The request: Present every line of the records below as a numbered list, leaving out blank lines.

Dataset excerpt

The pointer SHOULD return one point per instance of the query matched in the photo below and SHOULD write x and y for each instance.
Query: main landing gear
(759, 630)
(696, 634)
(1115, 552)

Written response:
1. The pointer SHOULD return one point per instance of the query matched in the photo below and SHOULD write x and y for each instance.
2. Query: main landing gear
3. (759, 630)
4. (696, 634)
5. (1115, 552)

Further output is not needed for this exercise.